## [Quoted text]
The Philippines offers a highly foreign business-friendly tax system, following the territoriality principle — meaning foreign corporations are taxed only on income earned within the country.  

The country also operates on a pay-as-you-file system, with taxes due upon filing. Additionally, eligible businesses can benefit from various incentives and tax exemptions, making it an attractive destination for foreign enterprises. 

This article provides a comprehensive overview of Philippine tax laws and explores how partnering with local tax experts can help your business thrive by reducing risks and ensuring full compliance.

An Overview of Philippine Tax Laws 

Understanding key Philippine tax laws is crucial for individuals and businesses to ensure compliance and take advantage of available incentives. Below is a list of important regulations, ranging from constitutional provisions to recent reforms aimed at simplifying compliance and promoting fairness. 

Registration Requirements for Foreign Businesses 

As one of the fastest-growing economies in Southeast Asia, the Philippines offers numerous opportunities for foreign investors. However, before you can start operating in the country, it is essential to register first (McKinsey & Company, 2024).

Here is the step-by-step guide: 

Step 1: Choose Your Business Structure 

Your tax liability depends on your business structure. For example, a branch office is subject to income tax, while a representative office is not. Additionally, Regional Headquarters (RHQs) and Regional Operating Headquarters (ROHQs) have distinct tax obligations. It’s important to choose the correct entity type for your business to ensure compliance with the applicable tax regulations (The Lawphil Project, n.d.). 

You may also incorporate as a domestic corporation, subject to the capitalization requirement under the law (Boards of Investment, 2024). 

Related Article: The Foreign Company’s Guide to Business Setup in the Philippines 

Step 2: Register with the Securities and Exchange Commission (SEC) 

Registering with the SEC grants you the privilege to do business in the Philippines and to enforce your corporate rights in a Philippine court. An SEC license is also required for BIR registration. 

Step 3: Secure a Tax Identification Number (TIN) from BIR 

This can be done electronically through the BIR Online Registration and Update System (ORUS). Your business’ TIN will be used in all tax-related transactions and reporting. 

Step 4: Obtain a Mayor’s Permit and Business License 

You also need to obtain a Mayor’s Permit from the locality where your business will operate and this requires payment of local taxes, fees and charges (First Circle, 2023). 

Step 5: Register with other government agencies 

You also need to register with other government agencies like PhilHealth, Pag-IBIG, and Social Security System (SSS) for employee benefits.

## [Source material]
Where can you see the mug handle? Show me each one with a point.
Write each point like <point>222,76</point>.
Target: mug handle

## [What the task requires]
Through what system does the Philippine tax text say a business can get its Tax Identification Number electronically? Rely only on the Philippine tax text for what comes next.

## [Written response]
The BIR Online Registration and Update System (ORUS).